**제공된 자료**
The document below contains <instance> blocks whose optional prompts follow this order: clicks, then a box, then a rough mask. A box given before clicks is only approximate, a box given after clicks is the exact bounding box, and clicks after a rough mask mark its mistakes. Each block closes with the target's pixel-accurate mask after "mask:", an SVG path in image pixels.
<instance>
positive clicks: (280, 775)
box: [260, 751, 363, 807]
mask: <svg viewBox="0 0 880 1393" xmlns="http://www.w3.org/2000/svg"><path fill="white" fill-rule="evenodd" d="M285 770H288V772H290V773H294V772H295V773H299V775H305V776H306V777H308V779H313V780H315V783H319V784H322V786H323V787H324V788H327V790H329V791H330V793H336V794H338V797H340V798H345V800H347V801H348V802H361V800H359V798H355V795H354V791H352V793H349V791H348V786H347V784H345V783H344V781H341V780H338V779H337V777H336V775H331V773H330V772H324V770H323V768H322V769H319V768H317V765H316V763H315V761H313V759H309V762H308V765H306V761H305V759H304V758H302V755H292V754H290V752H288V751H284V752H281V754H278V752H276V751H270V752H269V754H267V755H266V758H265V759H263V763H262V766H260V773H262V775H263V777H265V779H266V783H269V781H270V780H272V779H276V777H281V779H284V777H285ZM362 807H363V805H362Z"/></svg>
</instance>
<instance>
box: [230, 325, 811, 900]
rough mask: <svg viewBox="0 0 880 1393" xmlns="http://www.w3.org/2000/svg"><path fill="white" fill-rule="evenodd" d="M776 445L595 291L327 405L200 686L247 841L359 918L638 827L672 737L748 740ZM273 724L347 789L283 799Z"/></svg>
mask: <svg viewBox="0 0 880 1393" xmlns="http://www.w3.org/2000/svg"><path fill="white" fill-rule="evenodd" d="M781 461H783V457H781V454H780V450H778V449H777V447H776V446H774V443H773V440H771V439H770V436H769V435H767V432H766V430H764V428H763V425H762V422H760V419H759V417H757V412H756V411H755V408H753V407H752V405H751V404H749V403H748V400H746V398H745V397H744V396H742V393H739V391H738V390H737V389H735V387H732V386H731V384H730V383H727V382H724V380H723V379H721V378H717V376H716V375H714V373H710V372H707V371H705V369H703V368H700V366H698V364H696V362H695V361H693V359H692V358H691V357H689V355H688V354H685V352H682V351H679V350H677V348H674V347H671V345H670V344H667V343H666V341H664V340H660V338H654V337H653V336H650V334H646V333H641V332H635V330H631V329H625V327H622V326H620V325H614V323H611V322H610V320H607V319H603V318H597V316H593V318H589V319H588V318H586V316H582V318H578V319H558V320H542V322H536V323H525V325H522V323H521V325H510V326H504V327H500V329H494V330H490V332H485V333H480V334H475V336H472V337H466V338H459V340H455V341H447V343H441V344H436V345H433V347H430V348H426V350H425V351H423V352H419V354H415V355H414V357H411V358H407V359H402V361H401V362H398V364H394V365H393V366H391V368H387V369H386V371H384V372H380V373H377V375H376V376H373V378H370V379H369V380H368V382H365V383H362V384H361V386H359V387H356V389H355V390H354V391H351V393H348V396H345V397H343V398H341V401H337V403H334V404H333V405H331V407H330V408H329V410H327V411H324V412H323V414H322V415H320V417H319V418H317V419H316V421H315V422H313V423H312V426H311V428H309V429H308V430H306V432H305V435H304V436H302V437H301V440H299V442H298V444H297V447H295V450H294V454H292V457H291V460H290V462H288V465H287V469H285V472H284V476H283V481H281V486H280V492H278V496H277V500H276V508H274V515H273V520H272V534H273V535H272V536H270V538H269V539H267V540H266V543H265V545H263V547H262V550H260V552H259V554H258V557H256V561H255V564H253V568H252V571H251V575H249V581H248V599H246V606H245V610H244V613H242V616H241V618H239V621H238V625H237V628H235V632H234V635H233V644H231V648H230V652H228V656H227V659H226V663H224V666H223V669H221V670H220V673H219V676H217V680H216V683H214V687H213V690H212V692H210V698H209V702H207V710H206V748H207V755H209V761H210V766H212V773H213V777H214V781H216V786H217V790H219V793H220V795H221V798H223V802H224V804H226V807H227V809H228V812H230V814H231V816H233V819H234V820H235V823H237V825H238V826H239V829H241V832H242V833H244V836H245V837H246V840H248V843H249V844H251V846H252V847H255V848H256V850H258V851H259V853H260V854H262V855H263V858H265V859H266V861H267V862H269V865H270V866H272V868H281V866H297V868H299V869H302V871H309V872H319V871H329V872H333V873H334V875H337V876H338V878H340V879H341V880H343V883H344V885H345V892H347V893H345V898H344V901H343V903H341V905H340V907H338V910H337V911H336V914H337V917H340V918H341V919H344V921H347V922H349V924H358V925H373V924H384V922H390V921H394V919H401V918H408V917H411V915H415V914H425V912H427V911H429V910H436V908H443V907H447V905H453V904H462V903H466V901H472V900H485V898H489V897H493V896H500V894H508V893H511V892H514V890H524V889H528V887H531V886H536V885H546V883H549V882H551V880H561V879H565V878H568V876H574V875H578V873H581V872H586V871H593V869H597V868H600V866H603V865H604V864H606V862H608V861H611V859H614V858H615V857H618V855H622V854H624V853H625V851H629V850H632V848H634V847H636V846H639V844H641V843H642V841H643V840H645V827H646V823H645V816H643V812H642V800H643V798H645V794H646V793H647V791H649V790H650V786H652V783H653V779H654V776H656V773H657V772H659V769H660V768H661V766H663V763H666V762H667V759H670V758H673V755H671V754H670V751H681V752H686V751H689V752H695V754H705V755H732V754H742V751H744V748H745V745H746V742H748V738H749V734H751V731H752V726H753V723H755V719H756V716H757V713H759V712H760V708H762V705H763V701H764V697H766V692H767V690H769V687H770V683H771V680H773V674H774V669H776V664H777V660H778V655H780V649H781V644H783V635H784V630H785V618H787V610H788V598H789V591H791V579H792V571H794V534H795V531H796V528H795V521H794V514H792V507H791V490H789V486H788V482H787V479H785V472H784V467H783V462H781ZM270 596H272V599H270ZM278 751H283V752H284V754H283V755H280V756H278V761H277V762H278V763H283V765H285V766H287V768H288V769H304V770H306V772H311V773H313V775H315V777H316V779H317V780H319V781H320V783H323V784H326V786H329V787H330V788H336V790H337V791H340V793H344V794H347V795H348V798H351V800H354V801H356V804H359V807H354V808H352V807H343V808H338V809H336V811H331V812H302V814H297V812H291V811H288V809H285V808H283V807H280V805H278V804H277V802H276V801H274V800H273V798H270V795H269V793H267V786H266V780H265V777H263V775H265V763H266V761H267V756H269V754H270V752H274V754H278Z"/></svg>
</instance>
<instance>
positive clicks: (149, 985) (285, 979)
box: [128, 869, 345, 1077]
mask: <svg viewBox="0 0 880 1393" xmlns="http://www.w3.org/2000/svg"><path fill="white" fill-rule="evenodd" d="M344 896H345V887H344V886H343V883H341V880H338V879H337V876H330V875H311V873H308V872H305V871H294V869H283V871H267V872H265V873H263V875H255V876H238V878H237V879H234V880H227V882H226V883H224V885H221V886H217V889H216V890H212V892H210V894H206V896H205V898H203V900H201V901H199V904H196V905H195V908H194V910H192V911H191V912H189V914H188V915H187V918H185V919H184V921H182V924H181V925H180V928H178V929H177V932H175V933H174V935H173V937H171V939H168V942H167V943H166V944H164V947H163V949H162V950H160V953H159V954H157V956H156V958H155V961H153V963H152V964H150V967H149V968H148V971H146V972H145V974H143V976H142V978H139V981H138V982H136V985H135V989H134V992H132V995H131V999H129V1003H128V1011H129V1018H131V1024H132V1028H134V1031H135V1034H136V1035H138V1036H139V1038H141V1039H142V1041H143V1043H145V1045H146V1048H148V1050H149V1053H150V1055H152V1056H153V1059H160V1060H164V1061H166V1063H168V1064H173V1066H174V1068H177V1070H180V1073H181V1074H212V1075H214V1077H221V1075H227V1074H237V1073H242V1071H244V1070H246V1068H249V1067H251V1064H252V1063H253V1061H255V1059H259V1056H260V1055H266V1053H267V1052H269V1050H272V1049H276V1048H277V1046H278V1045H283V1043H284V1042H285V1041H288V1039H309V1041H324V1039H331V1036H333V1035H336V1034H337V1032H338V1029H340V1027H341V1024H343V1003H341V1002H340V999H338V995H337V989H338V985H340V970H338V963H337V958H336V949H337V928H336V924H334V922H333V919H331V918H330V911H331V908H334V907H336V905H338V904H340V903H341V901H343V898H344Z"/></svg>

**요청 사항**
자료의 첫 줄부터 "box: [260, 751, 363, 807]"가 들어 있는 줄까지(양 끝 포함)만 번호 목록으로 바꾸고, 빈 줄은 넣지 마세요.

**작업 결과**
1. The document below contains <instance> blocks whose optional prompts follow this order: clicks, then a box, then a rough mask. A box given before clicks is only approximate, a box given after clicks is the exact bounding box, and clicks after a rough mask mark its mistakes. Each block closes with the target's pixel-accurate mask after "mask:", an SVG path in image pixels.
2. <instance>
3. positive clicks: (280, 775)
4. box: [260, 751, 363, 807]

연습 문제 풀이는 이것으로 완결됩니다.